### Extract

Tamar had little hope as she returned home. She was legally not allowed to marry anyone else, b/c she was under Judah’s household, but Judah had no intention of actually caring for Tamar; he was essentially leaving w/o any support. Tamar was hopeless and screaming for a redeemer. Ever felt like Tamar? Tamar was hopeless. Continuing:
“12 After a long time Judah’s wife, the daughter of Shua, died. When Judah had recovered from his grief, he went up to Timnah, to the men who were shearing his sheep, and his friend Hirah the Adullamite went with him. 13 When Tamar was told, “Your father-in-law is on his way to Timnah to shear his sheep,” 14 she took off her widow’s clothes, covered herself with a veil to disguise herself, and then sat down at the entrance to Enaim, which is on the road to Timnah. For she saw that, though Shelah had now grown up, she had not been given to him as his wife.
In other words, Tamar was victim of injustice, and asserts her rights.
“15 When Judah saw her, he thought she was a prostitute, for she had covered her face. 16 Not realizing that she was his daughter-in-law, he went over to her by the roadside and said, “Come now, let me sleep with you.” “And what will you give me to sleep with you?” she asked. 17 “I’ll send you a young goat from my flock,” he said. “Will you give me something as a pledge until you send it?” she asked. 18 He said, “What pledge should I give you?” “Your seal and its cord, and the staff in your hand,” she answered.

######
### Entries

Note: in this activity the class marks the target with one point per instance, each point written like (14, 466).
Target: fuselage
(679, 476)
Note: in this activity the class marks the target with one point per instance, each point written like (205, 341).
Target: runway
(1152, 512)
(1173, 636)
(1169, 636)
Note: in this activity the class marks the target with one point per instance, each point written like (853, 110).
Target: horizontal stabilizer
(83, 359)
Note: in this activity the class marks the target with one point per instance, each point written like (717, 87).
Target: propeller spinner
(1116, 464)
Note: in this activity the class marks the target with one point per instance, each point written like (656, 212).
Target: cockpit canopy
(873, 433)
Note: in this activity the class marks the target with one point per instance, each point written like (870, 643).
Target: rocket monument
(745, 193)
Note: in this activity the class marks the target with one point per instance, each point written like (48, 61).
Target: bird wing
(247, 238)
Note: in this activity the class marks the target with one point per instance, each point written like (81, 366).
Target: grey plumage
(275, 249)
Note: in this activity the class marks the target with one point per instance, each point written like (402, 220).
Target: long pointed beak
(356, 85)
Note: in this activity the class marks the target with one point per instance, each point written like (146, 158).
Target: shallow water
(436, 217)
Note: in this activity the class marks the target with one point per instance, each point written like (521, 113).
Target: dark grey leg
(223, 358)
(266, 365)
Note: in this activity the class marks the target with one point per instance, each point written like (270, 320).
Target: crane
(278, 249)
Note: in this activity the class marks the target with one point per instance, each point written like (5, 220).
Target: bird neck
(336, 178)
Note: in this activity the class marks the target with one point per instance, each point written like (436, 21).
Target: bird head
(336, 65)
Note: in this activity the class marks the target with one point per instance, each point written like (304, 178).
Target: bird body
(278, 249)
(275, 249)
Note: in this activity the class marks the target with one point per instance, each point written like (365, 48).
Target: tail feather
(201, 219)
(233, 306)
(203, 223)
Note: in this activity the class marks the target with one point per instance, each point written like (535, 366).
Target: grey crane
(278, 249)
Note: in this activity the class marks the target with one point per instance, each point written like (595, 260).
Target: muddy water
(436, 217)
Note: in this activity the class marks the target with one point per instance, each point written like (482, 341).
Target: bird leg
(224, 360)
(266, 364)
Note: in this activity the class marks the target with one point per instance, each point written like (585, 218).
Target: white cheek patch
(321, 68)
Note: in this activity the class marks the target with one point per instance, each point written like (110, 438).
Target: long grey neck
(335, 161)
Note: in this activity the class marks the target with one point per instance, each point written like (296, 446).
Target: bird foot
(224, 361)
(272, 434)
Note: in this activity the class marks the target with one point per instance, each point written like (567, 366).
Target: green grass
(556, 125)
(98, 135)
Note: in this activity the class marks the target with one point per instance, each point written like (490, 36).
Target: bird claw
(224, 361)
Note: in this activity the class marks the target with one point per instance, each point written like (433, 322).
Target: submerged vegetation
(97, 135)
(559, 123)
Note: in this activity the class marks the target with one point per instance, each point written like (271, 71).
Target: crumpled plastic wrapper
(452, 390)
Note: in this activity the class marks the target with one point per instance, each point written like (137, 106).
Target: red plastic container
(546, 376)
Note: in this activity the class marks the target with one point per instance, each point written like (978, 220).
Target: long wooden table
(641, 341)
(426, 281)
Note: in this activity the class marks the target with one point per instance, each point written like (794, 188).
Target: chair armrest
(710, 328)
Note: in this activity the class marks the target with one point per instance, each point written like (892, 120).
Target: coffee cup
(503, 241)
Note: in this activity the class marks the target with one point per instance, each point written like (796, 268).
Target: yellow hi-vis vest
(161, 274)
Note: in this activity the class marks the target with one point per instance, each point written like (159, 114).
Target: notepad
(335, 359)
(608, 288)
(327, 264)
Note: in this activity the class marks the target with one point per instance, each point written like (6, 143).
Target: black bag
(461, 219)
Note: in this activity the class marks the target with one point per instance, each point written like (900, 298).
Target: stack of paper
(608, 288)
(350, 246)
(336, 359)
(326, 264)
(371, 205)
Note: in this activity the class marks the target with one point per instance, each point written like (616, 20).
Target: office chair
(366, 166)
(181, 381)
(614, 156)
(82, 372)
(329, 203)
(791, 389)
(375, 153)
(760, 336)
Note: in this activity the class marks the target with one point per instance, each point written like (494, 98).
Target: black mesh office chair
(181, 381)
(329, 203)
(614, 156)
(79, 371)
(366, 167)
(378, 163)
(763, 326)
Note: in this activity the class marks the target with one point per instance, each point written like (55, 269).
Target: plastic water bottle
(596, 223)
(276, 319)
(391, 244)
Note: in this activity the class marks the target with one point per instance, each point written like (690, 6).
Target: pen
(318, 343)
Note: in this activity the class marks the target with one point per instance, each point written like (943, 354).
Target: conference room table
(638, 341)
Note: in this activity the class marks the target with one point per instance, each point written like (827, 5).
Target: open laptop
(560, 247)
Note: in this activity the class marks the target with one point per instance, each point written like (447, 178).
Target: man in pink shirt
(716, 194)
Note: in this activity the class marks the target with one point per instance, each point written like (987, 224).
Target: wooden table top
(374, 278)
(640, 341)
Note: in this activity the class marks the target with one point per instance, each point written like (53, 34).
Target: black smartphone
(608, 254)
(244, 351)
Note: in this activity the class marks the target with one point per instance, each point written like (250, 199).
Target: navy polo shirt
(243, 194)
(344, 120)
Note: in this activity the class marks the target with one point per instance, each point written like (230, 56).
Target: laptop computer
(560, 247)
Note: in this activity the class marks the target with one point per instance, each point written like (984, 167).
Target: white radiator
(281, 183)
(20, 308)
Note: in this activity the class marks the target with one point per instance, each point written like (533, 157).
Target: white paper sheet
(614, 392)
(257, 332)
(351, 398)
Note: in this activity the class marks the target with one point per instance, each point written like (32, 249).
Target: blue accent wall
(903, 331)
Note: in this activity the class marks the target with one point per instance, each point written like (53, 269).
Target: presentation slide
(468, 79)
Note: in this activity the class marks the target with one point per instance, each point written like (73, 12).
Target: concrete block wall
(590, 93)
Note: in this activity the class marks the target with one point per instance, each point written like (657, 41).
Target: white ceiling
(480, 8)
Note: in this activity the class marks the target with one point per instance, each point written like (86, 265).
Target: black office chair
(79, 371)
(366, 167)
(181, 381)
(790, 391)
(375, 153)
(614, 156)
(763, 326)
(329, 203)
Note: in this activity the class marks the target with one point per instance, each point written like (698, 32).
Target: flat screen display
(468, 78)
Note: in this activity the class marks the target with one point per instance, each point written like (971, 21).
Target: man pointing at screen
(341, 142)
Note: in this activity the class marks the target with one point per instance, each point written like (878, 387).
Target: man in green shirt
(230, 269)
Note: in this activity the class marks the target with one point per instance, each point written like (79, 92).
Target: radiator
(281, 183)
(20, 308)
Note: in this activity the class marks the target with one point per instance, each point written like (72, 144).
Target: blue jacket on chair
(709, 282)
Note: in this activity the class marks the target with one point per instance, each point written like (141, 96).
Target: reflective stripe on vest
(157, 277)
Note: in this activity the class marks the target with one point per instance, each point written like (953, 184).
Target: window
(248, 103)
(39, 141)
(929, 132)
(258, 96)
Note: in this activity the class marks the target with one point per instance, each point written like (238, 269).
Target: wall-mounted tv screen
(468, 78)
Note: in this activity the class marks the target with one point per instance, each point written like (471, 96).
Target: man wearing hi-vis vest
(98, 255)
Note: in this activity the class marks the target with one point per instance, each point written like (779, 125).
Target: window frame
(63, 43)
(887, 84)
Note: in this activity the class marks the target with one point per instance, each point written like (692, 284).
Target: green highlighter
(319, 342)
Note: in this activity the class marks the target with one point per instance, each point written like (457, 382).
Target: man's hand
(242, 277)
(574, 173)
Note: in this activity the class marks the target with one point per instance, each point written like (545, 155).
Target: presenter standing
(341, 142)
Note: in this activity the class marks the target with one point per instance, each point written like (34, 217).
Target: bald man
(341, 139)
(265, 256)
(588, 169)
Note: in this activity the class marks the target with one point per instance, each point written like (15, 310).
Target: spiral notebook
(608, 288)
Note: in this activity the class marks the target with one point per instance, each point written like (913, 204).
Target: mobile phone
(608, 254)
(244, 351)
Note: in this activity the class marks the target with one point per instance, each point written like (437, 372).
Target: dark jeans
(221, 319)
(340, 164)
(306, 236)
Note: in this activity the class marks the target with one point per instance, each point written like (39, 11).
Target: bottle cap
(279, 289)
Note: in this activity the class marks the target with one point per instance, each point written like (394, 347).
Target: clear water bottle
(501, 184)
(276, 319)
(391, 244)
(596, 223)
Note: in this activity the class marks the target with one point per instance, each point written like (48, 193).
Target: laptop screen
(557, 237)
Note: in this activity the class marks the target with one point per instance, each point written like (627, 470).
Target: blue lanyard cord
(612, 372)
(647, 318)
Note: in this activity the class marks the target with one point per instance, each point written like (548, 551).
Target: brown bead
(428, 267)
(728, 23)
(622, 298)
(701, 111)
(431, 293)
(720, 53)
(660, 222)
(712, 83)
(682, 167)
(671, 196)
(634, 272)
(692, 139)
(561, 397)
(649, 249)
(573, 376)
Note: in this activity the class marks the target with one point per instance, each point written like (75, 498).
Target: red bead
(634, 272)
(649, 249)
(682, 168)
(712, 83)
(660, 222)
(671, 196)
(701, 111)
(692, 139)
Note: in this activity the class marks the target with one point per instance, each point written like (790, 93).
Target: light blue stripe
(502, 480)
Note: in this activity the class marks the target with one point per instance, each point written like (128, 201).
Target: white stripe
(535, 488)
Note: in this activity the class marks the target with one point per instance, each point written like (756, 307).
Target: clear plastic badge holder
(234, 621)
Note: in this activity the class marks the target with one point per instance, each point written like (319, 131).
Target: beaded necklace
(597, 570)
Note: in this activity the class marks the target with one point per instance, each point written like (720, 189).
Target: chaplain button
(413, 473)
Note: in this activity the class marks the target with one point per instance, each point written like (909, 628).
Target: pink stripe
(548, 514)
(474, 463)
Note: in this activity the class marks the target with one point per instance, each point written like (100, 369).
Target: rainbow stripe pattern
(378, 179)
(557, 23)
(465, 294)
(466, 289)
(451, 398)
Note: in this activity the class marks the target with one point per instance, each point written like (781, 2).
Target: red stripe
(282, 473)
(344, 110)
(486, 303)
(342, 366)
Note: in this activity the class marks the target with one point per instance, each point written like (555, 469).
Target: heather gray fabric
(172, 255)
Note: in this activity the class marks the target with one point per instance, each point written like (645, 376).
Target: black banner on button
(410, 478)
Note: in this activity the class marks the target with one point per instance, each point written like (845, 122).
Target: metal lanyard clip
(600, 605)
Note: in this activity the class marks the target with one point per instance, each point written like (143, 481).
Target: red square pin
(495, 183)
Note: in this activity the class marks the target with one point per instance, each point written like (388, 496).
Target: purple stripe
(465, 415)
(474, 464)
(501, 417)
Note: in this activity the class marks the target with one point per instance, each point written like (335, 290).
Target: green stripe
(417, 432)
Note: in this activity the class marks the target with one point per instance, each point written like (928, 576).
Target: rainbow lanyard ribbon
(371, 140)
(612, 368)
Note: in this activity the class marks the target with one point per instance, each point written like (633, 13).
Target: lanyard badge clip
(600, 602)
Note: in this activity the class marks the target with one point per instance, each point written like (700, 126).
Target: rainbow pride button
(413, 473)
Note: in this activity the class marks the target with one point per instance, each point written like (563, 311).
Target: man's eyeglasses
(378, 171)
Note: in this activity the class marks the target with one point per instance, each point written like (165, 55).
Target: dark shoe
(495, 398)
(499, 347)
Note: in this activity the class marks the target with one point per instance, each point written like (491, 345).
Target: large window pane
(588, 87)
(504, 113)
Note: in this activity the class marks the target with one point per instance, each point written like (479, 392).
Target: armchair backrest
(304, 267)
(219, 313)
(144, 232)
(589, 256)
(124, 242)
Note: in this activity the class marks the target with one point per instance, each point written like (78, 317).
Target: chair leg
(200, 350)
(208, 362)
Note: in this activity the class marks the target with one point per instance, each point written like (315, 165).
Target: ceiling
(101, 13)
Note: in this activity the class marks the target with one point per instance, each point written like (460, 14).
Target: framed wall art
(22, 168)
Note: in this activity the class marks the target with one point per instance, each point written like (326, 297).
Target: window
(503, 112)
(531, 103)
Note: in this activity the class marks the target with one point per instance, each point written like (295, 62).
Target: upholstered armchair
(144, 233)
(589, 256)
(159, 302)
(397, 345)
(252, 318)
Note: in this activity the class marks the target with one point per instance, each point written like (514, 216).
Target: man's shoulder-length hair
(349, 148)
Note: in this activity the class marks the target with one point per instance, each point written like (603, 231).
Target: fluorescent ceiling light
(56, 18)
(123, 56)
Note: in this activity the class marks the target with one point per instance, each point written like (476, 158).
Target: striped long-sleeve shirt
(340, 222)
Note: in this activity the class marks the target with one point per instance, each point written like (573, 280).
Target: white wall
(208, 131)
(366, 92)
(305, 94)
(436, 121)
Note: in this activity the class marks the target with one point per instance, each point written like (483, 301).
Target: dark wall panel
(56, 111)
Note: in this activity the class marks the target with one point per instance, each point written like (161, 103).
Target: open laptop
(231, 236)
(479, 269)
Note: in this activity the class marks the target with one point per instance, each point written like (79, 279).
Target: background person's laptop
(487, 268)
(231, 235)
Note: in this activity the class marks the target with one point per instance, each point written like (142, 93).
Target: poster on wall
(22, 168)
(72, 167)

######

Tasks to carry out:
(1) In the passage about Tamar, where did Tamar sit down after disguising herself with a veil?
(2) Extend the passage about Tamar, picking up from the point where it stops.
Nothing in the listing is needed here.

Answers:
(1) She sat at the entrance to Enaim, on the road to Timnah.

(2)
Tamar shrewdly requests the undeniable evidence of Judah’s identity, like asking for a driver’s license as collateral. “So he gave them to her and slept with her, and she became pregnant by him.” So, Judah sleeps w/ what he thinks is a “prostitute;” he initiates this action.
19 After she left, she took off her veil and put on her widow’s clothes again. 20 Meanwhile Judah sent the young goat by his friend the Adullamite in order to get his pledge back from the woman, but he did not find her. 21 He asked the men who lived there, “Where is the shrine prostitute who was beside the road at Enaim?” “There hasn’t been any shrine prostitute here,” they said. 22 So he went back to Judah and said, “I didn’t find her. Besides, the men who lived there said, ‘There hasn’t been any shrine prostitute here.’ ” 23 Then Judah said, “Let her keep what she has, or we will become a laughingstock. After all, I did send her this young goat, but you didn’t find her.” 24 About three months later Judah was told, “Your daughter-in-law Tamar is guilty of prostitution, and as a result she is now pregnant.” Judah said, “Bring her out and have her burned to death!”
Tamar was supposed to be living the pure life of a widow. But she was pregnant, so everyone assumed she was pregnant by illegitimate means. The custom given for such a circumstance is found in Deuteronomy 22:20-21, but this is followed by v. 22, “If a man is found lying with a married woman, then both of them shall die, the man who lay with the woman, and the woman; thus you shall purge the evil from Israel.”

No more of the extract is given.